El lavado de cerebros en libertad es más eficaz que en las dictaduras

Entrevista a Noam Chomsky
Por Daniel Mermet
Le Monde Diplomatique

El escritor Noam Chomsky de los EEUU habla de los mecanismos detrás de la comunicación moderna, un instrumento esencial de gobierno en los países democráticos, tan importantes para nuestros gobiernos como la propaganda es a una dictadura.

DM: Empecemos por el asunto de los medios de comunicación. En Francia, en mayo del 2005, con ocasión del referéndum sobre el tratado de la Constitución Europea, la mayor parte de órganos de prensa eran partidarios del "sí", y sin embargo 55% de los franceses votaron por el "no". Luego, la potencia de manipulación de los medios no parece absoluta. ¿Ese voto de los ciudadanos representaría también un "no" a los medios?

DATOS APORTADOS:

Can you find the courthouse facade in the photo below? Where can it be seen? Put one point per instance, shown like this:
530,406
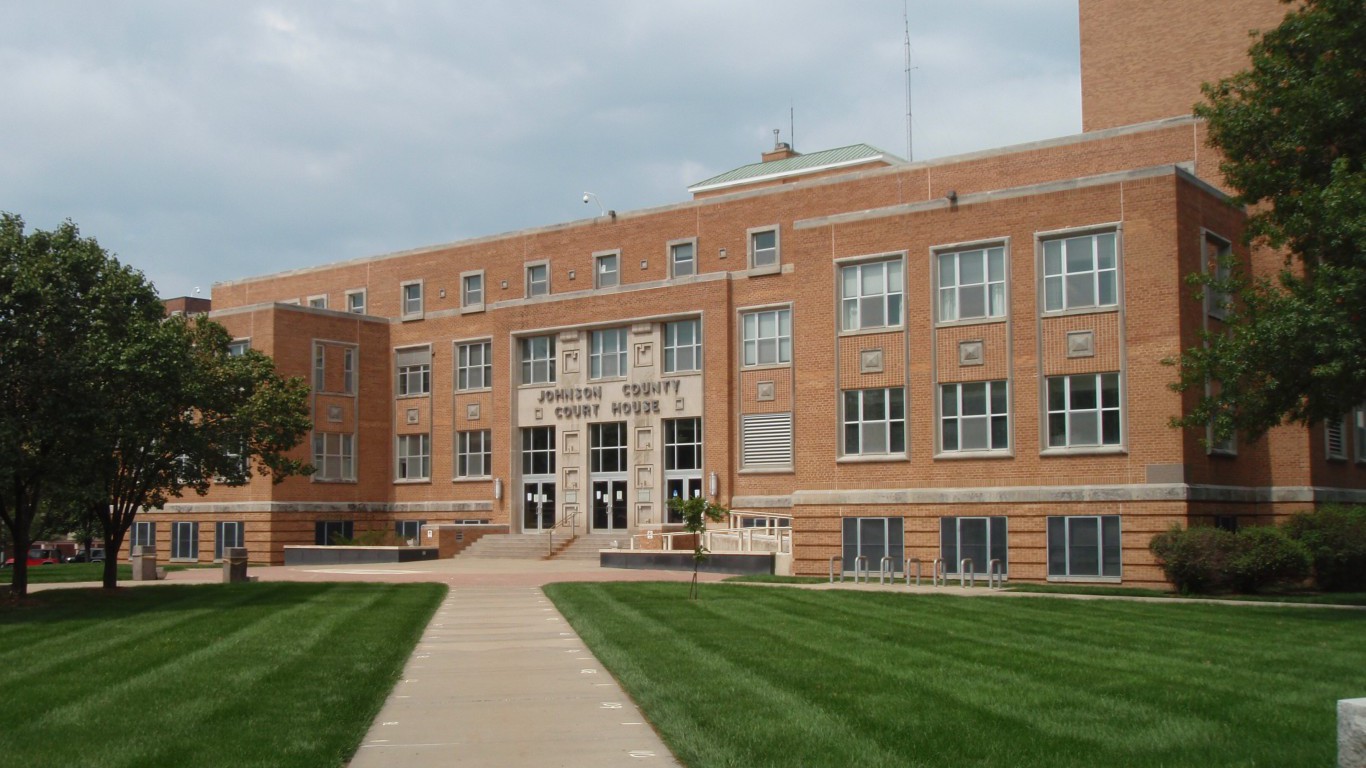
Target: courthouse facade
948,358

INSTRUCCIÓN: Prosigue la entrevista a Noam Chomsky sobre los medios de comunicación a partir de la última pregunta que aparece en ella.

RESULTADO:
NC: El trabajo sobre la manipulación mediática o la manufactura del consentimiento hecho por Edgard Herman y yo no aborda la cuestión de los efectos de los medios en el público[1]. Es un asunto complicado, pero las pocas investigaciones que profundizan en el tema sugieren que, en realidad, la influencia de los medios es más importante en la fracción de la población más educada. La masa de la opinión pública parece menos tributaria del discurso de los medios.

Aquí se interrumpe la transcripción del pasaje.